[Records from a point labeling set]
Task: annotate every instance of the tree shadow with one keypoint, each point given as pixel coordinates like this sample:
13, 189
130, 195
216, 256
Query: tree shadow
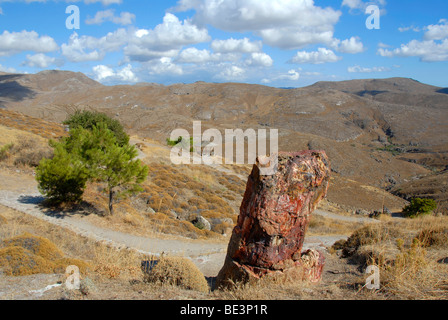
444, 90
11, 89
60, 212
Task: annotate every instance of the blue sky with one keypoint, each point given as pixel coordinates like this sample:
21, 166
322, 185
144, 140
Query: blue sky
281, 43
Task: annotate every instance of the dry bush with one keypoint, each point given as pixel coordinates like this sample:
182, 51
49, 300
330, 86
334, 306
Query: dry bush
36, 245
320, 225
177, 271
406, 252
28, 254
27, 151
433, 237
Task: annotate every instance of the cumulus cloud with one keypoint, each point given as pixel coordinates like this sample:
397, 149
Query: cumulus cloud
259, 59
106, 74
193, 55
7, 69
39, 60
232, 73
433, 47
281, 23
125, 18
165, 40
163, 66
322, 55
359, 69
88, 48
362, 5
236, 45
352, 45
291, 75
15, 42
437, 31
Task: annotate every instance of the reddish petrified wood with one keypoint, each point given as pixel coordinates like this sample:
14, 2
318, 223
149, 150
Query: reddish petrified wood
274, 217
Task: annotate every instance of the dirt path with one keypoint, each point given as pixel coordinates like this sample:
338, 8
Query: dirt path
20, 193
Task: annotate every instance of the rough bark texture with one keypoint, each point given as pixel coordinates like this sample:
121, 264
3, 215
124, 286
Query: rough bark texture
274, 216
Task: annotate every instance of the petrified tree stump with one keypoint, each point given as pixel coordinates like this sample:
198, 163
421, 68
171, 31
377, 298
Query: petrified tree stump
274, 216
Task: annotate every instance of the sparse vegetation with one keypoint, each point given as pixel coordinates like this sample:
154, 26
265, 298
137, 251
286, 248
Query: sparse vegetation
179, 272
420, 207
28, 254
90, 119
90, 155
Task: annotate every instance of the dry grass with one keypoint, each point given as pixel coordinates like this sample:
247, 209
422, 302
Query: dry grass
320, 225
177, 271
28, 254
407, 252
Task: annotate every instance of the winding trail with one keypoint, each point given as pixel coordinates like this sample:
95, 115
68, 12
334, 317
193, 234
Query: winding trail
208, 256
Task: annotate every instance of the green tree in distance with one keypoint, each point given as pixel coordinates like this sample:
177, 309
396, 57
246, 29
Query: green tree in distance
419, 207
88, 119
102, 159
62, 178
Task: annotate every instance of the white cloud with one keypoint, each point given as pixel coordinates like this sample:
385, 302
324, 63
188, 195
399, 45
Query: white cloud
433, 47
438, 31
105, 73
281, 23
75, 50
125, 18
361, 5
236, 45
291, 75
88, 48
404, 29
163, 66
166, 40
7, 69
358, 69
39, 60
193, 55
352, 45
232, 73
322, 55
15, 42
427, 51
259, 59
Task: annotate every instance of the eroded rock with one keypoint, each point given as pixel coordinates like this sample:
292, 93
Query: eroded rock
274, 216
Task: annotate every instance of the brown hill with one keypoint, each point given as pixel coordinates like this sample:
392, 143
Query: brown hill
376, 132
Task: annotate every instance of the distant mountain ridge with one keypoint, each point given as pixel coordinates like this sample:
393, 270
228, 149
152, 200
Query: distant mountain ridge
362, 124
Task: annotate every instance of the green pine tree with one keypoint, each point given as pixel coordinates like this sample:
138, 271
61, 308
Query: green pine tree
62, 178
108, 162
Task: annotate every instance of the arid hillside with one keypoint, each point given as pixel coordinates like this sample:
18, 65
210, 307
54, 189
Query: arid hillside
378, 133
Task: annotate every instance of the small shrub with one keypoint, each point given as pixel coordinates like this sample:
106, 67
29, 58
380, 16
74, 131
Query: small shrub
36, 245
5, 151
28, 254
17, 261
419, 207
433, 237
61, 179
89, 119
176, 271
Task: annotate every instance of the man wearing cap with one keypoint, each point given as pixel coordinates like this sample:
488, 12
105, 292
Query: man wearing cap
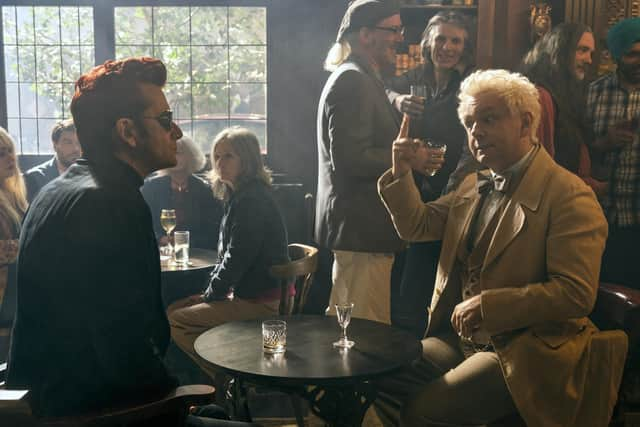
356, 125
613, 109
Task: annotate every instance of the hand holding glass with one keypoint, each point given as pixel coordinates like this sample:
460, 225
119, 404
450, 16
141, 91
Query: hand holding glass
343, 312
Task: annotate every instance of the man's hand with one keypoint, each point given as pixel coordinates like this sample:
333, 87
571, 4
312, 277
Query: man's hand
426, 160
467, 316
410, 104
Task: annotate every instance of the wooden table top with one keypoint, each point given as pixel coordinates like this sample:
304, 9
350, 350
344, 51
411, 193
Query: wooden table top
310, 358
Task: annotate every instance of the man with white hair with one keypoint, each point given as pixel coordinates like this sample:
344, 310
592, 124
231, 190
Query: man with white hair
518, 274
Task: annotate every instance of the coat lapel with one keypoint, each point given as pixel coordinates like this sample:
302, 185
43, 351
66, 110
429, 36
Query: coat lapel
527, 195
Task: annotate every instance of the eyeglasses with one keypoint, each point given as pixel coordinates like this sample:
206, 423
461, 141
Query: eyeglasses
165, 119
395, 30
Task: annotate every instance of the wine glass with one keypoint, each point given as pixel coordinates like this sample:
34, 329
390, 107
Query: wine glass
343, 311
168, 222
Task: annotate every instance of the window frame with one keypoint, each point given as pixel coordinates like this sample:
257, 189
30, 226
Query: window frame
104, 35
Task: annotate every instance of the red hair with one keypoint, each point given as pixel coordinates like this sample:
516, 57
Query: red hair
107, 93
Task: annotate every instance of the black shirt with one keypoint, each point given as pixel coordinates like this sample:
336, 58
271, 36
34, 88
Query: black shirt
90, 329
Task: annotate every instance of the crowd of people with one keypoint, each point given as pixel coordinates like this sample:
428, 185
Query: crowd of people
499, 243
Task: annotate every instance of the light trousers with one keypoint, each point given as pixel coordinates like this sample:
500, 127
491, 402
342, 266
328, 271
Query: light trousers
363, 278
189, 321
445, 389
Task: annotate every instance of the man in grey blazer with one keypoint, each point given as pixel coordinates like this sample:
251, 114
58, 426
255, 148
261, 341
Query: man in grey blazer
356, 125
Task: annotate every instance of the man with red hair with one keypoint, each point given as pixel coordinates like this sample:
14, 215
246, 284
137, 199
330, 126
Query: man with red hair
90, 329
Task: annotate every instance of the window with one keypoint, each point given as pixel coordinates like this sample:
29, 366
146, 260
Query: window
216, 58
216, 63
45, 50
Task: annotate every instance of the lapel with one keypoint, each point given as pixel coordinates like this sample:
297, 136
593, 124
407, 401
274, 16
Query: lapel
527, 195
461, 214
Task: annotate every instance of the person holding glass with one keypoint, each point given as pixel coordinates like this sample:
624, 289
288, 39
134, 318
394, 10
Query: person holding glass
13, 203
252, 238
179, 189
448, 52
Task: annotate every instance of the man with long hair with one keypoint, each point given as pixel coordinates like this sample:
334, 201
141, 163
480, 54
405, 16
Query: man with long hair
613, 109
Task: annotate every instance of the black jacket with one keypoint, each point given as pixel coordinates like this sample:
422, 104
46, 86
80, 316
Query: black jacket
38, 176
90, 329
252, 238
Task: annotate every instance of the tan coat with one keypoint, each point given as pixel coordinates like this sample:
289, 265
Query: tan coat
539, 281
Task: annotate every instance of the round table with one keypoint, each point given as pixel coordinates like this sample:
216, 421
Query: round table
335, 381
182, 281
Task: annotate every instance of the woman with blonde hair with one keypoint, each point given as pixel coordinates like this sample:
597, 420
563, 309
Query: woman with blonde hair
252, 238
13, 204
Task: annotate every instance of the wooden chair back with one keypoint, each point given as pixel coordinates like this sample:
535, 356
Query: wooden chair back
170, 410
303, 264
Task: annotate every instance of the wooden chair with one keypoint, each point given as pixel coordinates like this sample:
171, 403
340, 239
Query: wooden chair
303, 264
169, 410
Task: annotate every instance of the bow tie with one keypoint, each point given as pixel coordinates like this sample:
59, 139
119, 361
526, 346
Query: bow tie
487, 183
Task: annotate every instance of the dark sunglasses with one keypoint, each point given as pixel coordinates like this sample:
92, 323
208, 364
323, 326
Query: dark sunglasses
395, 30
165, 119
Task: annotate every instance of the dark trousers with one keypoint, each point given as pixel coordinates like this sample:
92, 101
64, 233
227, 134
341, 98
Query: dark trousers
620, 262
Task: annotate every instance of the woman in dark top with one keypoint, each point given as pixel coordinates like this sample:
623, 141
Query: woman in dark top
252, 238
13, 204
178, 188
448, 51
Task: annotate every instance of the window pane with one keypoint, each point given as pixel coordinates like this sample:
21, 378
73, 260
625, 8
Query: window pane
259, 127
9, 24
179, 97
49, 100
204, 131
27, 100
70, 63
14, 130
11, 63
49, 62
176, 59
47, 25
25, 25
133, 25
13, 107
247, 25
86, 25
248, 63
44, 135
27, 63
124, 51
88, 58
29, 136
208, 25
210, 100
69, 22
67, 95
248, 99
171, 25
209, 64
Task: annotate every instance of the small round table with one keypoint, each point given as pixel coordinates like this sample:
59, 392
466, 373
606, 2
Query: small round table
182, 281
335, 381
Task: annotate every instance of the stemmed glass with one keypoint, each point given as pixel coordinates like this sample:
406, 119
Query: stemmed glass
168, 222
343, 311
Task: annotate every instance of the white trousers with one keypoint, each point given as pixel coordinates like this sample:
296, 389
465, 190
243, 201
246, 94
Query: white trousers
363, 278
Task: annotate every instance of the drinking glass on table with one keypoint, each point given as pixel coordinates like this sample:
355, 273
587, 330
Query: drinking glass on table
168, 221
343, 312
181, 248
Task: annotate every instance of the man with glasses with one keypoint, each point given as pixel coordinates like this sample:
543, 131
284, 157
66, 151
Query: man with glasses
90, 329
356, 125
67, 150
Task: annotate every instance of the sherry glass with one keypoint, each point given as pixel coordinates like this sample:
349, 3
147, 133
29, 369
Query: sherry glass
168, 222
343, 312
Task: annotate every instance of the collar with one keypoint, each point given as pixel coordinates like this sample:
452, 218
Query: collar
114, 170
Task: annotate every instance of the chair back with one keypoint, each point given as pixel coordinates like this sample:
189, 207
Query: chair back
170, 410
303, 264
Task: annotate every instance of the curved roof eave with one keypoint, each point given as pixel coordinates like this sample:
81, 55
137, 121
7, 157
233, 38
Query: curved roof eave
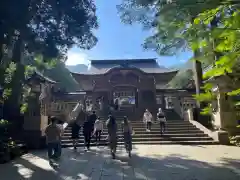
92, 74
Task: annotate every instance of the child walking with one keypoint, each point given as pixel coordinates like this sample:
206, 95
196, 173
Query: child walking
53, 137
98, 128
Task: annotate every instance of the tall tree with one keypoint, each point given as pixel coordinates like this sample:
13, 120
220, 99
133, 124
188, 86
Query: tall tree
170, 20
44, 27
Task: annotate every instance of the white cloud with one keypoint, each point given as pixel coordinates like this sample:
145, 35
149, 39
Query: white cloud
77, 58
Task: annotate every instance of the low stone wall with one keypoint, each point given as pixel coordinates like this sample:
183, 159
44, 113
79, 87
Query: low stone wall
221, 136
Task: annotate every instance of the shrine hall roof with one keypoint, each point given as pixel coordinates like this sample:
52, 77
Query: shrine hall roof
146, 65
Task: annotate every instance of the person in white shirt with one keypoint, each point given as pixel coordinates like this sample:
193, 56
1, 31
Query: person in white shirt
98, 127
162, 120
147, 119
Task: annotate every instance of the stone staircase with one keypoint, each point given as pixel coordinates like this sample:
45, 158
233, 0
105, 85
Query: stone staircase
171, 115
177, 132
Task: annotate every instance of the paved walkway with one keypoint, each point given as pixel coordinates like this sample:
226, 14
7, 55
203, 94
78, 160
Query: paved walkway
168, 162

**TO BE DONE**
Output the span from the line with "Task: annotate every instance of the collar" through the last line of the data, inclusive and exact, and omit every picture.

**FULL OUTPUT**
Task: annotate every instance of the collar with one keypoint, each point given as pixel coordinates like this sample:
452, 218
Query: collar
114, 170
Task: annotate every instance of the chair back with one keypoint, each point given as pixel coordinates like this sample:
189, 207
Query: chair back
170, 410
303, 264
Task: annotate every instance of the curved roof eave with one keypoint, each point given as pixel coordinates like this sample:
81, 55
137, 121
7, 157
233, 38
Query: curved roof eave
92, 74
Task: annotate every instance of the child walking with one keypoint, each point given as pixel coordinates like this sample:
206, 95
196, 173
Query: child walking
53, 137
98, 128
Task: annotate every instance of the tall tree with one keypoint, each point given as pixel coordinates like this sample:
13, 120
220, 99
133, 124
188, 86
Query: tall tree
170, 20
44, 27
Task: annotate every instance of the white cloud with one keypoint, each point given as pixel coordinates like this sample:
145, 35
149, 39
Query: white cloud
77, 58
Task: annotate every instance of the low stone wall with one keypoint, each point given as pixel coordinates like this sample:
183, 159
44, 113
79, 87
Query: low stone wall
221, 136
Task: annotate every instance of the shrine hall roof with one keypoint, each point given as pixel coordinates like this sample:
52, 77
Query: shrine hall roof
146, 65
Task: annotate every instance of the person in white shirt with one keypoint, each point given as pixel coordinates like this sample:
193, 56
1, 31
Query: person in white shirt
98, 127
162, 120
147, 119
Task: annotate every instance of the stone staircase with one keypoint, each point given as pixel coordinates like this sample:
45, 158
233, 0
105, 85
Query: stone staircase
171, 115
177, 132
Task: annotate every instance of the paved walkway with one keypoint, each point given as pixel coordinates like this sample:
226, 14
7, 55
203, 94
78, 160
Query: paved walkway
168, 162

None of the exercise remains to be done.